> [Document extract]

<<<<

Sequestration is set to cut big hunks of spending from hundreds of federal activities, from the Head Start program to a second carrier for the Persian Gulf, with March 1 as the start date for putting the actual reductions in motion.
But under the law requiring the sequester, the Budget Control Act of 2011, the cut in Medicare provider payments won’t kick in until April 1, an Office of Management and Budget (OMB) spokesman confirms.
Other cut details: The provider reductions will be the maximum 2% allowed by the law, an HHS spokesman says. For home health agencies, which are paid by 60-day episodes of care, the cuts “will be determined by the day of discharge. Payments for discharges on or after April 1 would be reduced by 2%,” the spokesman explains.
A 2% cut, once it begins, could be almost as devastating for the home health industry as the interim payment system (IPS), which preceded the current prospective payment system. It closed the doors of nearly one-third of agencies between 1998 and 2000, says John Reisinger, owner of Innovative Financial Solutions for Home Health in Tampa, Fla.
The nearly 12% average profit margin on Medicare patients the Medicare Payment Advisory Commission (MedPAC) predicted for freestanding agencies in 2013 exaggerates the health of many agencies because Medicare doesn’t consider some standard expenses, such as marketing and telehealth, to be allowable costs, Reisinger contends.

>>>>

> [Source data]
<<<<

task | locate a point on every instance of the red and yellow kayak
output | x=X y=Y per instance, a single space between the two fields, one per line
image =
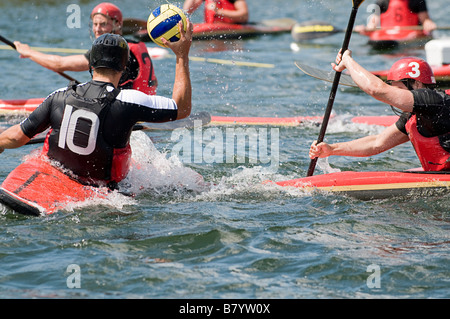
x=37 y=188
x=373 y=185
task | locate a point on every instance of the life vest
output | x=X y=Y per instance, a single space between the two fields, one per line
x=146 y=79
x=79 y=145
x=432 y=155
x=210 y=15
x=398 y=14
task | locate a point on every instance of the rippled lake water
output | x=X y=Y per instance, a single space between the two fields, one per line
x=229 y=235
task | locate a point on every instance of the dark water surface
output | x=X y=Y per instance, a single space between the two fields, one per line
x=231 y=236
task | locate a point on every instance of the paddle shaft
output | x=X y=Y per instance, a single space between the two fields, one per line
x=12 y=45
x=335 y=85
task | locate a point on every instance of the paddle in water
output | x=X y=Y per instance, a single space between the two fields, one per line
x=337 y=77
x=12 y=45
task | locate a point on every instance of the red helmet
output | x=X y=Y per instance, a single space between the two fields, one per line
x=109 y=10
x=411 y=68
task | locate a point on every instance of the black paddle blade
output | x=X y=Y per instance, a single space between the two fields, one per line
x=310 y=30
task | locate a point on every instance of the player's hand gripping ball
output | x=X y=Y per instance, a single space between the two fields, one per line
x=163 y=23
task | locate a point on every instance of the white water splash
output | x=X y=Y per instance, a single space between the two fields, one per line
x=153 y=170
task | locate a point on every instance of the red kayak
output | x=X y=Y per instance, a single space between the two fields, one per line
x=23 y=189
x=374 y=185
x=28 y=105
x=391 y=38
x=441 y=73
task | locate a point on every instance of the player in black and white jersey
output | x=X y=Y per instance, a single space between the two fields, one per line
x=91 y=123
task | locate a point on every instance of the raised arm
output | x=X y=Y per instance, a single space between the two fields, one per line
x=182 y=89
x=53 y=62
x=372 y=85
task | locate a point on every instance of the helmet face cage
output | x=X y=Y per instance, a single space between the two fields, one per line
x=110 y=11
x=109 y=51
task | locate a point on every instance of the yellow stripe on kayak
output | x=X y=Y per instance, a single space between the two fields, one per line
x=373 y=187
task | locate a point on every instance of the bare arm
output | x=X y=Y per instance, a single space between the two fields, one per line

>>>>

> [Aim of the exercise] List every abbreviation that the sequestration article above introduces in parentheses right after a full name, and give the full name for each.

> [Solution to the problem]
- OMB: Office of Management and Budget
- IPS: interim payment system
- MedPAC: Medicare Payment Advisory Commission